DOCUMENT EXCERPT:
--- --- ---

It takes an unbelievably well-oiled machine to pump out engaging content, and even then, there will be glitches—deadline changes, project hiatuses, budget constraints, you name it.
Thankfully, Contently client Dell Technologies knows all about efficient machines. As one of the biggest technology companies out there—and as an organization that produces a staggering amount of impressive content—we thought we’d pick their brains. What does it take to keep their content apparatus humming along smoothly?
We chatted with Jesse Steinbach, executive editor of Perspectives, Dell Technologies’ thought leadership destination, to learn more about their content creation process. Here’s what he had to share.
Could you give us a quick rundown of your background in content marketing?
Jesse: Before entering the content marketing world, I was the digital managing editor at OUT magazine and the special projects editor at Logo TV. Some of my personal writing has been published by MTV, Salon, Interview, The Advocate, Blackbook, and Newest York, among other outlets. Today, I work as the executive editor of Perspectives, where we spotlight how Dell’s technology and innovation fuels human progress.
What does content marketing mean to you?
Jesse: In short, I would say good content marketing consists of good writing, consistent editing, and a thoughtful approach to branding and planning.
Any content marketing I can get behind is, first and foremost, good content. It leads with strong storytelling before any kind of branding or company objective; it’s smart, thoroughly researched, and well-presented. In the case of Perspectives’ content, it must show how technology and innovation are fueling human progress, without agenda.

--- --- ---

Data records:
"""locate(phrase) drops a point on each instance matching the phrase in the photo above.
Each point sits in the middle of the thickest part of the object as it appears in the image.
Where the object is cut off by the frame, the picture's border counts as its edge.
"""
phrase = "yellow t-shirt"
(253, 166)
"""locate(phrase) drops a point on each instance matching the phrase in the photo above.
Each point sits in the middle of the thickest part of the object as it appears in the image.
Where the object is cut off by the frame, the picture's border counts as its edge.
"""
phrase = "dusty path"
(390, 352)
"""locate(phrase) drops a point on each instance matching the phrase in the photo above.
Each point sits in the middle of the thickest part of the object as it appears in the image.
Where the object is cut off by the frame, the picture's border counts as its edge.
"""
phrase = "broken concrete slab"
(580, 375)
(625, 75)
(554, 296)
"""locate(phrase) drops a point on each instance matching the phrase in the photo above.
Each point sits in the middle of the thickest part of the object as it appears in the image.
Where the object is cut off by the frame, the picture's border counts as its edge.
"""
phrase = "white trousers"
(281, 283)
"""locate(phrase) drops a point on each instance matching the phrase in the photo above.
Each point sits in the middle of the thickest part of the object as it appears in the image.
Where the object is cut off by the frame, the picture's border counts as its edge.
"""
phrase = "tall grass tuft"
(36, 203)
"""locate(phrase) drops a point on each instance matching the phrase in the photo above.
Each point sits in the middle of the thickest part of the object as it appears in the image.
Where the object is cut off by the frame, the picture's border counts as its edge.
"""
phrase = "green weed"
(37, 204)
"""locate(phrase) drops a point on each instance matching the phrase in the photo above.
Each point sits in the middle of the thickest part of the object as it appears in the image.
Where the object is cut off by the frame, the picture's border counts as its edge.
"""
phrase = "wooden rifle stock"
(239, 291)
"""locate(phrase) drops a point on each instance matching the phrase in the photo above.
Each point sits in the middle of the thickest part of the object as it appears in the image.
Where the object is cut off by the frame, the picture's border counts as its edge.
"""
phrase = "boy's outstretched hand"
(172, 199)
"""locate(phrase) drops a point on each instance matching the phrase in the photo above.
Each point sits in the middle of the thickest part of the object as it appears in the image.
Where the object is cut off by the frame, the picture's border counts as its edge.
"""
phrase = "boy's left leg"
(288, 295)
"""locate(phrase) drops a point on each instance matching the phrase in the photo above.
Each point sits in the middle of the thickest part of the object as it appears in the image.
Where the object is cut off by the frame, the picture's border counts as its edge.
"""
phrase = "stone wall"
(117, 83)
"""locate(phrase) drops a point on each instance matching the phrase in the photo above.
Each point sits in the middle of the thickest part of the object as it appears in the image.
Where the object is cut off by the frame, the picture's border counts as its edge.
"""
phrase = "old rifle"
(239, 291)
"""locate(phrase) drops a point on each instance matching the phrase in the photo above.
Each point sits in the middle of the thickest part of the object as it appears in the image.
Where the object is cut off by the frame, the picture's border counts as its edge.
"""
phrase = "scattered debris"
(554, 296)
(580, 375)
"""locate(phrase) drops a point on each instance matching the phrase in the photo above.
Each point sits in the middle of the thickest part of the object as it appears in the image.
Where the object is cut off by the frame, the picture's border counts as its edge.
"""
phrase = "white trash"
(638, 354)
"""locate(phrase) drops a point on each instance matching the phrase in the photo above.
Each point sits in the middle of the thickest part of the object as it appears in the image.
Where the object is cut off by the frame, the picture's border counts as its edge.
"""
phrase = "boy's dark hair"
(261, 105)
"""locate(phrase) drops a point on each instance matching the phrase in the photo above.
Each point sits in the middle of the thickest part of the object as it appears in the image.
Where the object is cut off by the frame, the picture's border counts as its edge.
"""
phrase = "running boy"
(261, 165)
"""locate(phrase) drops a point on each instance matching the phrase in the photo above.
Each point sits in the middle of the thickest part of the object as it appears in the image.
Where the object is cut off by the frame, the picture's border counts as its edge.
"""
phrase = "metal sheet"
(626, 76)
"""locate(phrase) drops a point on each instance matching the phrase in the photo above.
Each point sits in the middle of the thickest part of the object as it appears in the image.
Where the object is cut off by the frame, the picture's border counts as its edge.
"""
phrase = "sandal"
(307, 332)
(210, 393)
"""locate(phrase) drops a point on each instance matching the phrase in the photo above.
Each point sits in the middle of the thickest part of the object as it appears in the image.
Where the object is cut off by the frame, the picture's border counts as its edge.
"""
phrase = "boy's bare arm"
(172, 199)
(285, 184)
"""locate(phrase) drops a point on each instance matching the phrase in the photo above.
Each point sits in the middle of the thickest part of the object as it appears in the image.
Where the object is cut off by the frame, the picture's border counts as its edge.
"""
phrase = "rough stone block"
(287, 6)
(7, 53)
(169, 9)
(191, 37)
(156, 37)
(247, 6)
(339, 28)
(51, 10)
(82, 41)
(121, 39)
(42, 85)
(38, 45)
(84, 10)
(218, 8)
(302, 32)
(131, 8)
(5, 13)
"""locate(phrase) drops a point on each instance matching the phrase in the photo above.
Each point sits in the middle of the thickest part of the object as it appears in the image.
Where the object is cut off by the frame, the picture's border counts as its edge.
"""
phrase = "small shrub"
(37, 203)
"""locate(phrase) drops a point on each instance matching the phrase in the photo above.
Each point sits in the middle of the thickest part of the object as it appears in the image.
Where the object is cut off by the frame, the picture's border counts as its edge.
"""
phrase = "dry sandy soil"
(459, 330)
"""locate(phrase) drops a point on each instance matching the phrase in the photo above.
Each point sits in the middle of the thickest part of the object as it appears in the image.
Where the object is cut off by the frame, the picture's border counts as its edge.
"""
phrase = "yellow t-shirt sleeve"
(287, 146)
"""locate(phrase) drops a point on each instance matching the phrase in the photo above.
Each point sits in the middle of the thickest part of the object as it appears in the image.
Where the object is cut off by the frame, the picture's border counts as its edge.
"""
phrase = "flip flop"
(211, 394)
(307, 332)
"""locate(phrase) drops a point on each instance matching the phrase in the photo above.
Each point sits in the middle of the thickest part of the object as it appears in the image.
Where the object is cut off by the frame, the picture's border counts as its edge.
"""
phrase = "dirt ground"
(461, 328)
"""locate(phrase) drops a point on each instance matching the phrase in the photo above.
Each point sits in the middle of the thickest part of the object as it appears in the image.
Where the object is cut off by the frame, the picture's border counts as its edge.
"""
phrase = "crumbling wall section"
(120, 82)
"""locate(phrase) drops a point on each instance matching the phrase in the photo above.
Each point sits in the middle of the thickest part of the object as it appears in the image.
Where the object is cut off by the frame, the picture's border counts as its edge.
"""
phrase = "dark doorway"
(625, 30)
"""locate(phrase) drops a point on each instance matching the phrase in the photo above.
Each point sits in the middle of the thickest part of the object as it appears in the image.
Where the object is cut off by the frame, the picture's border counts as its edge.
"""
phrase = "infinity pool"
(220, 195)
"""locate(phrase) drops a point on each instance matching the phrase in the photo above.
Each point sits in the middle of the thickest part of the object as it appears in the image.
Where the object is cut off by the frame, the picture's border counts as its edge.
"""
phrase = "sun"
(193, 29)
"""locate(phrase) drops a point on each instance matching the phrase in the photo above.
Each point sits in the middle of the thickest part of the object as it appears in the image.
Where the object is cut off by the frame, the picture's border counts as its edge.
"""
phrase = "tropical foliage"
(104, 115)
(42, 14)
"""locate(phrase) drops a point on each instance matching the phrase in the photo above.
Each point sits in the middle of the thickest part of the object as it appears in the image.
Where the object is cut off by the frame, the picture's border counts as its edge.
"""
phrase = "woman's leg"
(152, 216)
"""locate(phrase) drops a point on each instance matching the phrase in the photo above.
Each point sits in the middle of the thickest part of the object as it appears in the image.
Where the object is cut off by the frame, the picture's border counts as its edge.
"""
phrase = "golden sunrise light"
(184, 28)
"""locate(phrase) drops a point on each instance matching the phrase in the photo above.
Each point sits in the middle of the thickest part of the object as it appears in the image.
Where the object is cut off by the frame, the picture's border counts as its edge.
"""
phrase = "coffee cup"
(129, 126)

--- --- ---

SET OF TASKS:
**A.** In the Dell content marketing interview, what job did Jesse Steinbach hold at OUT magazine?
**B.** Find each line of the records that contains the string "white", and copy those lines.
The text and the records have no connection to each other.

THE SOLUTIONS:
**A.** He was the digital managing editor.

**B.**
phrase = "white trousers"
phrase = "white trash"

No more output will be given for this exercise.